• _WORK TO COMPLETE_: Revise the lines below by putting "places a single marker on each instance" wherever "drops one marker per instance" occurs, and leave every other word as it stands.
━━ AVAILABLE DATA ━━
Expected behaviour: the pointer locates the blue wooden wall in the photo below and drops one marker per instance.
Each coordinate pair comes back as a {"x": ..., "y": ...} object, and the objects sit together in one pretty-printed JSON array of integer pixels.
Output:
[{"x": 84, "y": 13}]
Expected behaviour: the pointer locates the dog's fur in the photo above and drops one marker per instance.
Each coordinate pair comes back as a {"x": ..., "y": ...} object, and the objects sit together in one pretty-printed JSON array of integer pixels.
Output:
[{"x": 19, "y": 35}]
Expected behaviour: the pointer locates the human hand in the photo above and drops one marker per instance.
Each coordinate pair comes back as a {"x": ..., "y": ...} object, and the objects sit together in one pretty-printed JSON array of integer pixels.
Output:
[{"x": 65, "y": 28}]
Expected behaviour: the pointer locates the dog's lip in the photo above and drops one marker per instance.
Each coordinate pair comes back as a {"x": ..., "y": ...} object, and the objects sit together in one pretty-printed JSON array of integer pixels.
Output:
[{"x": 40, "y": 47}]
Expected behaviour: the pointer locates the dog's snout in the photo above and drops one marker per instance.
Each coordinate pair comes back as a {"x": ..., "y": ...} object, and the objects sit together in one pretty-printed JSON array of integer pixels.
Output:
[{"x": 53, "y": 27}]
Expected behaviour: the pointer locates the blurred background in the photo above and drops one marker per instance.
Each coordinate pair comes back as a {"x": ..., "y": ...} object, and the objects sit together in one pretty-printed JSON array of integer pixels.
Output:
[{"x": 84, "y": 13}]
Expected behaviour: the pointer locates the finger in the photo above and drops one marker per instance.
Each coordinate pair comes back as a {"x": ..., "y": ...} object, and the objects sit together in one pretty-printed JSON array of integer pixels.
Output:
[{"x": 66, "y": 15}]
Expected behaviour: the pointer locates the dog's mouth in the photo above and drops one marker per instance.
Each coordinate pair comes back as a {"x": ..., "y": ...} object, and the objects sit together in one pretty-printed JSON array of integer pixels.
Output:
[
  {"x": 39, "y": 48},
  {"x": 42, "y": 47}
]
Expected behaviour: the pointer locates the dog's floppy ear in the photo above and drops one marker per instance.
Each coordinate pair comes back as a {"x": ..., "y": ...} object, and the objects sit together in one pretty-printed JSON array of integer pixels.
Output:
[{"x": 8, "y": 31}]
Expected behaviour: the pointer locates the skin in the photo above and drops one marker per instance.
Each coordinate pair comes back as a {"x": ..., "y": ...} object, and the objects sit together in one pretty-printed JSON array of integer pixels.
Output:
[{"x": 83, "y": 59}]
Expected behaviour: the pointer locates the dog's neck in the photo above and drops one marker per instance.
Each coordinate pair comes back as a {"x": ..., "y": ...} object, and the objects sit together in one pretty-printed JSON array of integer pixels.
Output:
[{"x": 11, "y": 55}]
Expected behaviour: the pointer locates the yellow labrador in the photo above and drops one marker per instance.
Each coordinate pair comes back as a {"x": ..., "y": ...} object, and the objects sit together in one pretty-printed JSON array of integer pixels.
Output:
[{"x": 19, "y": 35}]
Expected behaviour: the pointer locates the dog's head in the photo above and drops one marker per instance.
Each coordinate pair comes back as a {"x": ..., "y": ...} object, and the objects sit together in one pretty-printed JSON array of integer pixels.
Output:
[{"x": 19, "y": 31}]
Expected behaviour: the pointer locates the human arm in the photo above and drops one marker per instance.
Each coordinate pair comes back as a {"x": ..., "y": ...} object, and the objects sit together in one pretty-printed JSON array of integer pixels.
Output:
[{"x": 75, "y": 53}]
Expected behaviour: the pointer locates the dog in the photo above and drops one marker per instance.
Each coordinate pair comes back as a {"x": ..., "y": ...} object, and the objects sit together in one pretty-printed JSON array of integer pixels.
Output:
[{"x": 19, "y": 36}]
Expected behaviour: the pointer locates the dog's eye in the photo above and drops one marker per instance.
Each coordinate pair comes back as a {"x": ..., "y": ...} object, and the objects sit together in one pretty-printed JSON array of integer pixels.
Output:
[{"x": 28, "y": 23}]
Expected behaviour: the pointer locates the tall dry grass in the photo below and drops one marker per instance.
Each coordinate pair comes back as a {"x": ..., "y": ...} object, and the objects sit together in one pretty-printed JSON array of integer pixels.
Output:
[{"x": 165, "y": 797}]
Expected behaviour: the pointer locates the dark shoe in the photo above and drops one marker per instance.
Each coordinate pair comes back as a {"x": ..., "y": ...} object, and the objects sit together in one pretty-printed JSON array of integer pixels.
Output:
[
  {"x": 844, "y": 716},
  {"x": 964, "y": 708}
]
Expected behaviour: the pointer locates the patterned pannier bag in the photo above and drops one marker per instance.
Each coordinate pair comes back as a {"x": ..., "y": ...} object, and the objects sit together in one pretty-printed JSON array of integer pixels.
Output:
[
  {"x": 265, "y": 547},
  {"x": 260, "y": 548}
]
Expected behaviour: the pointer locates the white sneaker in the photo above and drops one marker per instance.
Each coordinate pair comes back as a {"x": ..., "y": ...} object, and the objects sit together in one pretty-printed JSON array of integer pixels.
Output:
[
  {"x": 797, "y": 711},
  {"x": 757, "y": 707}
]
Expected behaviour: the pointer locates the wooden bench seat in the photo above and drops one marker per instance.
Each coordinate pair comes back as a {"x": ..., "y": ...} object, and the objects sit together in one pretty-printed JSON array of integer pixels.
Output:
━━━
• _WRITTEN REPLY_:
Expected behaviour: the pointer locates the blue wooden wall in the photo below and places a single marker on each instance.
Each coordinate pair comes back as a {"x": ..., "y": ...} object, and the objects sit together in one pretty-printed JSON array of integer pixels.
Output:
[{"x": 84, "y": 13}]
Expected behaviour: the pointer locates the dog's fur in the photo above and places a single marker on each instance.
Each coordinate pair comes back as a {"x": ..., "y": ...} object, and the objects sit together in one pretty-printed JSON array of integer pixels.
Output:
[{"x": 19, "y": 35}]
Expected behaviour: the pointer locates the human hand in the photo above and places a single marker on each instance.
Each coordinate pair comes back as a {"x": ..., "y": ...} object, and the objects sit together in one pretty-printed JSON array of integer pixels.
Output:
[{"x": 65, "y": 28}]
Expected behaviour: the pointer locates the dog's lip in the photo above and places a single marker on each instance.
Each coordinate pair comes back as a {"x": ..., "y": ...} object, and the objects sit together in one pretty-printed JSON array of integer pixels.
Output:
[{"x": 40, "y": 47}]
Expected behaviour: the pointer locates the dog's snout in the photo above and places a single marker on each instance.
Each coordinate pair comes back as a {"x": ..., "y": ...} object, and the objects sit together in one pretty-printed JSON array of integer pixels.
Output:
[{"x": 53, "y": 27}]
Expected behaviour: the pointer locates the blurred background in the photo above and places a single marker on each instance.
Each coordinate pair comes back as a {"x": ..., "y": ...} object, and the objects sit together in one pretty-printed JSON array of integer pixels.
Output:
[{"x": 84, "y": 13}]
Expected behaviour: the pointer locates the finger in the photo above and places a single marker on each instance.
Each coordinate pair comes back as a {"x": ..., "y": ...} object, and the objects sit together in one pretty-printed JSON array of integer pixels.
Output:
[{"x": 66, "y": 15}]
Expected behaviour: the pointer locates the dog's mouth in the photo above and places a single marker on each instance.
Each coordinate pair comes back as a {"x": ..., "y": ...} object, and the objects sit together in one pretty-printed JSON array of integer pixels.
Output:
[
  {"x": 39, "y": 48},
  {"x": 42, "y": 47}
]
Expected behaviour: the pointer locates the dog's floppy ear in the photo above and places a single marker on each instance.
Each coordinate pair comes back as a {"x": ..., "y": ...} object, and the objects sit together in one pretty-printed JSON array of integer pixels.
Output:
[{"x": 8, "y": 31}]
Expected behaviour: the pointer locates the skin in the photo above and places a single marker on each instance.
Each coordinate pair comes back as a {"x": ..., "y": ...} object, and the objects sit together in one pretty-printed JSON array of integer pixels.
Output:
[{"x": 83, "y": 59}]
Expected behaviour: the pointer locates the dog's neck in the photo above and places a single marker on each instance.
Each coordinate pair comes back as a {"x": ..., "y": ...} object, and the objects sit together in one pretty-printed JSON array of integer pixels.
Output:
[{"x": 11, "y": 55}]
Expected behaviour: the pointer locates the yellow labrador in the photo above and places a single marker on each instance.
Each coordinate pair comes back as a {"x": ..., "y": ...} object, and the objects sit together in one pretty-printed JSON array of integer pixels.
Output:
[{"x": 19, "y": 35}]
Expected behaviour: the pointer locates the dog's head in the photo above and places a single marker on each instance.
Each coordinate pair comes back as a {"x": ..., "y": ...} object, and the objects sit together in one pretty-printed JSON array of integer pixels.
Output:
[{"x": 19, "y": 31}]
Expected behaviour: the pointer locates the human arm in the photo above and places a single marker on each instance.
Each coordinate pair comes back as a {"x": ..., "y": ...} object, and the objects sit together in one pretty-printed JSON array of integer pixels.
Output:
[{"x": 75, "y": 53}]
Expected behaviour: the pointer locates the dog in the photo above and places a single marker on each instance.
Each coordinate pair comes back as a {"x": ..., "y": ...} object, and the objects sit together in one pretty-printed JSON array of integer pixels.
Output:
[{"x": 19, "y": 36}]
Expected behaviour: the pointer locates the dog's eye in the photo above and places a single marker on each instance.
Each coordinate pair comes back as a {"x": ..., "y": ...} object, and the objects sit together in one pretty-printed JSON array of integer pixels.
Output:
[{"x": 28, "y": 23}]
Expected behaviour: the pointer locates the tall dry grass in the photo below and places a single marker on each instance.
Each coordinate pair comes back as a {"x": ..., "y": ...} object, and the objects sit together in one pretty-printed JSON array of integer pixels.
Output:
[{"x": 165, "y": 797}]
Expected behaviour: the pointer locates the dark shoe in the photo above and places a single marker on each instance.
Each coordinate pair comes back as a {"x": ..., "y": ...} object, and the objects sit together in one pretty-printed JSON array of integer pixels.
Output:
[
  {"x": 844, "y": 716},
  {"x": 964, "y": 708}
]
Expected behaviour: the pointer locates the patterned pannier bag in the photo above and places a single marker on each instance.
Each coordinate pair comes back as a {"x": ..., "y": ...} object, and the objects sit together in one pretty-printed JSON array of integer pixels.
Output:
[
  {"x": 265, "y": 547},
  {"x": 260, "y": 548}
]
Expected behaviour: the pointer locates the white sneaker in the photo above and places a single marker on each instance.
Each coordinate pair comes back as a {"x": ..., "y": ...} object, and the objects sit together in one pretty-printed JSON array of integer pixels.
Output:
[
  {"x": 797, "y": 711},
  {"x": 757, "y": 707}
]
Expected behaviour: the pointer locates the wooden bench seat in the photo above and places a single marker on each instance.
Each coordinate pair comes back as a {"x": ..., "y": ...} object, and the objects sit together in one pretty-printed JSON array of integer pixels.
Output:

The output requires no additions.